:: GIVEN DATA ::
## Start

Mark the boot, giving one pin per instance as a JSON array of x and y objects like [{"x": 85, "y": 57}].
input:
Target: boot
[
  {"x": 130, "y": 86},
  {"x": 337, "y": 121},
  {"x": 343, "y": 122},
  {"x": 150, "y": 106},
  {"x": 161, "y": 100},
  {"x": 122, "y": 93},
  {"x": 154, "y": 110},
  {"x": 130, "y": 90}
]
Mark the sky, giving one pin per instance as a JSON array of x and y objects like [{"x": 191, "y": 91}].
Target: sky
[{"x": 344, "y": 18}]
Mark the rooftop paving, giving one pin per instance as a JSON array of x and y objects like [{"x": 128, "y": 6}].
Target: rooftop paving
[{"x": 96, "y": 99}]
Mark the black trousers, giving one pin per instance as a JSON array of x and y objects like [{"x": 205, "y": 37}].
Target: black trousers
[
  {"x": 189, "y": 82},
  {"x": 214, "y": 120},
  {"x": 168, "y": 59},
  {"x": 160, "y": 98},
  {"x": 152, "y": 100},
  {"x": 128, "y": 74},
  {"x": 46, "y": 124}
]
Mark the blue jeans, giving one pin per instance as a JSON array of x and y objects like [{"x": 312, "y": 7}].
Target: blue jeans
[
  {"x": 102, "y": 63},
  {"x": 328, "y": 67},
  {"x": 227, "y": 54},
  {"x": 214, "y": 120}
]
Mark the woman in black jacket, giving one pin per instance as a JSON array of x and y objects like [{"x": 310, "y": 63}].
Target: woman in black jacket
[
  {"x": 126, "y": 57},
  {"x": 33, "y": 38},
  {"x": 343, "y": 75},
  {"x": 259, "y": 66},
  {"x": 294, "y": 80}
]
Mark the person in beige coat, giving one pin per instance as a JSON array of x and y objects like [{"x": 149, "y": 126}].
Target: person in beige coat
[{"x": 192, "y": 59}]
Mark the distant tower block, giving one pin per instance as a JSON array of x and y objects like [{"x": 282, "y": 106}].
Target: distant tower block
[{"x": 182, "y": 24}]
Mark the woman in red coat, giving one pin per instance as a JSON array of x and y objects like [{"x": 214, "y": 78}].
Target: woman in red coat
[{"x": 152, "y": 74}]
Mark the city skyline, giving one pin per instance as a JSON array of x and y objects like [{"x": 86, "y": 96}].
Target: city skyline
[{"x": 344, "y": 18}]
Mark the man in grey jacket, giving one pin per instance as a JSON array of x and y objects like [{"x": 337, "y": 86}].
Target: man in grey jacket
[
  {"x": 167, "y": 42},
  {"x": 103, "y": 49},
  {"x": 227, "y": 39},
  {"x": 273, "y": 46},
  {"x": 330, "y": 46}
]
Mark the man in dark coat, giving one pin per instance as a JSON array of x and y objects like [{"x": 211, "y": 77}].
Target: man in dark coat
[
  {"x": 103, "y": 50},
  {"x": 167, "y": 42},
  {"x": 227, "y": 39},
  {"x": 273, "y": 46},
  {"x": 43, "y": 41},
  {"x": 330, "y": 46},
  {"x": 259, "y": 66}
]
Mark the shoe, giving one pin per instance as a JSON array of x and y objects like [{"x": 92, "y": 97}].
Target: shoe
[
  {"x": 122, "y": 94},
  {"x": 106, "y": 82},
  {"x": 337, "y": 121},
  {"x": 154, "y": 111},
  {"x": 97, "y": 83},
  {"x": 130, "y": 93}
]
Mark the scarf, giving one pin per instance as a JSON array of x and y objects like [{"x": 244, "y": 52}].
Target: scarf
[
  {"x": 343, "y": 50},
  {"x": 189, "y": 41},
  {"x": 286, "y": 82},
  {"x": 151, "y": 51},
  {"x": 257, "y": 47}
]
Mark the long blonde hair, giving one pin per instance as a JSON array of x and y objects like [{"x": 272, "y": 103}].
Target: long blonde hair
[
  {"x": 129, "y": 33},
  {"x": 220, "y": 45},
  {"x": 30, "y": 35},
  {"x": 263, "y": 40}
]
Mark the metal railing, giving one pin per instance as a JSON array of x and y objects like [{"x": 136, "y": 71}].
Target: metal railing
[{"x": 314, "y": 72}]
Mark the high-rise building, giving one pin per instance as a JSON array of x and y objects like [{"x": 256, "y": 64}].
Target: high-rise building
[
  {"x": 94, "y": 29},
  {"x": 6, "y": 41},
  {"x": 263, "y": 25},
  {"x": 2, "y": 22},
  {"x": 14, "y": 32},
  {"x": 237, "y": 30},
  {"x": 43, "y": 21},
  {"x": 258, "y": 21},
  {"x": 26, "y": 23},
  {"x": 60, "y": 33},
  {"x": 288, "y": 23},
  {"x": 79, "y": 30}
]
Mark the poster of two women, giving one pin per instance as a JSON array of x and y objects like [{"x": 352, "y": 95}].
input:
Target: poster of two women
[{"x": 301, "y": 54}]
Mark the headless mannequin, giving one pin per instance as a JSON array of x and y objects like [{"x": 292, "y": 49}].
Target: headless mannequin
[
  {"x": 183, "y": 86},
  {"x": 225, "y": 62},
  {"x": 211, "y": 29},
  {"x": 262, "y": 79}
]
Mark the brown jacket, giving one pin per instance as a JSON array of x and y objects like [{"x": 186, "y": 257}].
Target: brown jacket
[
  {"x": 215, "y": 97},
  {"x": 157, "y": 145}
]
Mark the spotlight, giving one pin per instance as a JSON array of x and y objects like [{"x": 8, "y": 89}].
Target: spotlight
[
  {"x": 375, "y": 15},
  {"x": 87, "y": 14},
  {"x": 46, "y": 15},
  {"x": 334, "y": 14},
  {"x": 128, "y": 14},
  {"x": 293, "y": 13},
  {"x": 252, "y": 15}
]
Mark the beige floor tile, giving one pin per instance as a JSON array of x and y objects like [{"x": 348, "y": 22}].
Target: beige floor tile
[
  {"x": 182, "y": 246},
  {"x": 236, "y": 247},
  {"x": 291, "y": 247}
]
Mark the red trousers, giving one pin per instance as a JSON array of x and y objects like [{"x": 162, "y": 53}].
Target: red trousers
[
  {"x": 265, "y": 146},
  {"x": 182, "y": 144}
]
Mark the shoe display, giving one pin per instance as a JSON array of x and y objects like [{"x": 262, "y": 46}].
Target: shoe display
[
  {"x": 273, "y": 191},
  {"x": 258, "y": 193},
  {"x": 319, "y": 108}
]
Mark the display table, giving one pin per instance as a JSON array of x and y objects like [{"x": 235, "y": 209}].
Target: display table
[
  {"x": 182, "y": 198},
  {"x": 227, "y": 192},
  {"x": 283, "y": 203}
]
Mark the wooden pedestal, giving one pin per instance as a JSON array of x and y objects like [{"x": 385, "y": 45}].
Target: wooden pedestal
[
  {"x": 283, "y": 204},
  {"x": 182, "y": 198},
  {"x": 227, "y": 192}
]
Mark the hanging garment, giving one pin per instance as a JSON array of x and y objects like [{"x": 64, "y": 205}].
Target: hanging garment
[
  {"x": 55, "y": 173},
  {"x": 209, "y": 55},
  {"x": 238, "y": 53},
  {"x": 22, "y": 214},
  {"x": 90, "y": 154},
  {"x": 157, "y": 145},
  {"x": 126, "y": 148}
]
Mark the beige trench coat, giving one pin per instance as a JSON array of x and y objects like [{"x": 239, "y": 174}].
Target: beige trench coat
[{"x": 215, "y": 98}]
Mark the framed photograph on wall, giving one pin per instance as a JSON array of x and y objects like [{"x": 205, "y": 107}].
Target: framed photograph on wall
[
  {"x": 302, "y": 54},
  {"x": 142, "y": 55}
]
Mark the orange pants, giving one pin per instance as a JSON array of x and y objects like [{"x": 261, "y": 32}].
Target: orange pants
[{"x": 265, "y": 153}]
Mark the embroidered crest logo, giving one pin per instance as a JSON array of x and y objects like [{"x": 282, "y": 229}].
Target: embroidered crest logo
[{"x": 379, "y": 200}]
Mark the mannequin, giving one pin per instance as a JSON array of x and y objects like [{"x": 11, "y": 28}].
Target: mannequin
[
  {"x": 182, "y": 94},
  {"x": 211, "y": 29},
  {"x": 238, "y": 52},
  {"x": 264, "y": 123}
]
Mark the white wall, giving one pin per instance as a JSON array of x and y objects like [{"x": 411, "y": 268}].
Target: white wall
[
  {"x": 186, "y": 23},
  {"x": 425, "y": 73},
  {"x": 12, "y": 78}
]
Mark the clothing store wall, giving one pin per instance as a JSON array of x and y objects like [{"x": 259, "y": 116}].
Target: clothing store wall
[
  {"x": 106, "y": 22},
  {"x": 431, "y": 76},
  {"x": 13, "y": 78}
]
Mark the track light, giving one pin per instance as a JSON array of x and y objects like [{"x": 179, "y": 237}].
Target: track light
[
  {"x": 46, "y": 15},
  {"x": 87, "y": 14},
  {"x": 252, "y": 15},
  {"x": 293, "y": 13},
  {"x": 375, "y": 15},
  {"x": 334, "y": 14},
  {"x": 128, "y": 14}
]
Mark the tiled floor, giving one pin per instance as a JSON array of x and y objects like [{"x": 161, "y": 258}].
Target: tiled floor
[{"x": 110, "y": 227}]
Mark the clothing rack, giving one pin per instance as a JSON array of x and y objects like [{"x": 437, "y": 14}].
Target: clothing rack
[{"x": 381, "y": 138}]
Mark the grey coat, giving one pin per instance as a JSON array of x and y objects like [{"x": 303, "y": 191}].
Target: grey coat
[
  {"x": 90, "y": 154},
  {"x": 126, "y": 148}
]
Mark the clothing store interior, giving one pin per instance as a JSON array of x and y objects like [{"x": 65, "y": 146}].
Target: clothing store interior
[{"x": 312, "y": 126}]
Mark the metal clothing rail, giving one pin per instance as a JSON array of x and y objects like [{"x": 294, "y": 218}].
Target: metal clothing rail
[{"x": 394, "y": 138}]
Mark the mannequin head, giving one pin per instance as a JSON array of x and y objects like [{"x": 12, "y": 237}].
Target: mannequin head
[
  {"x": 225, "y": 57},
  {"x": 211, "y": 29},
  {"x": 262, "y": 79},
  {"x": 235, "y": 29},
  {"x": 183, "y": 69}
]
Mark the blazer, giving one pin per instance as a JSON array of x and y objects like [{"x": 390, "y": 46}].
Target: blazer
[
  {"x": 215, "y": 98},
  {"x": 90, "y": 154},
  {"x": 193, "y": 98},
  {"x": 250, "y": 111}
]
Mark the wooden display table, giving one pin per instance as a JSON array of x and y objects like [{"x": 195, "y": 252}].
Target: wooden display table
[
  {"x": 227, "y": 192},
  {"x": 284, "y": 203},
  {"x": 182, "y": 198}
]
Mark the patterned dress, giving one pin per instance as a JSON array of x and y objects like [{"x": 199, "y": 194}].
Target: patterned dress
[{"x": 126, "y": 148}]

## End

:: GOAL ::
Everything from the line containing "Mark the clothing store wall, giving" through the final line of the listing, inclusive, must be reproduced exactly; leave out the rest.

:: RESULT OF THIS TASK ::
Mark the clothing store wall, giving one pin per instance as a JSON array of x and y objects like [{"x": 259, "y": 116}].
Target: clothing store wall
[
  {"x": 106, "y": 22},
  {"x": 431, "y": 76},
  {"x": 13, "y": 78}
]
Mark the track light, giving one pin per instance as a JSON array of x and y objects like [{"x": 179, "y": 237}].
Target: track light
[
  {"x": 46, "y": 15},
  {"x": 87, "y": 14},
  {"x": 252, "y": 15},
  {"x": 293, "y": 13},
  {"x": 375, "y": 15},
  {"x": 334, "y": 14},
  {"x": 128, "y": 14}
]
Mark the tiled floor, giving one pin per instance as a JSON array of x and y objects like [{"x": 161, "y": 258}].
Target: tiled floor
[{"x": 110, "y": 227}]
Mark the clothing rack, giving one pin per instance as a JSON array of x and y objects like [{"x": 437, "y": 14}].
Target: clothing rack
[{"x": 381, "y": 138}]
Mark the grey coat, giving one pin per instance as a JSON array of x and y objects like [{"x": 303, "y": 191}].
Target: grey coat
[
  {"x": 90, "y": 154},
  {"x": 126, "y": 148}
]
Mark the clothing store interior, giving one pin per instance as a JSON array of x and y objects like [{"x": 65, "y": 146}].
Target: clothing store interior
[{"x": 312, "y": 126}]
Mark the metal clothing rail, giving one pin per instance as a JSON array of x and y objects like [{"x": 294, "y": 218}].
Target: metal clothing rail
[{"x": 394, "y": 138}]
Mark the mannequin head, giving one pin per instance as a JSON array of x and y objects like [{"x": 12, "y": 237}].
Target: mannequin head
[
  {"x": 225, "y": 57},
  {"x": 211, "y": 29},
  {"x": 262, "y": 79},
  {"x": 235, "y": 29},
  {"x": 183, "y": 69}
]
Mark the blazer, giving one pin per instance as a JSON array of x and y objects like [{"x": 390, "y": 46}].
Target: blazer
[
  {"x": 215, "y": 98},
  {"x": 90, "y": 154},
  {"x": 193, "y": 98},
  {"x": 250, "y": 111}
]
Mark the wooden display table, giving one pin per instance as a JSON array of x and y objects like [{"x": 195, "y": 252}].
Target: wooden display table
[
  {"x": 227, "y": 192},
  {"x": 284, "y": 203},
  {"x": 182, "y": 198}
]
Mark the patterned dress, giving one pin per instance as a JSON array of x and y objects like [{"x": 199, "y": 194}].
Target: patterned dress
[{"x": 126, "y": 148}]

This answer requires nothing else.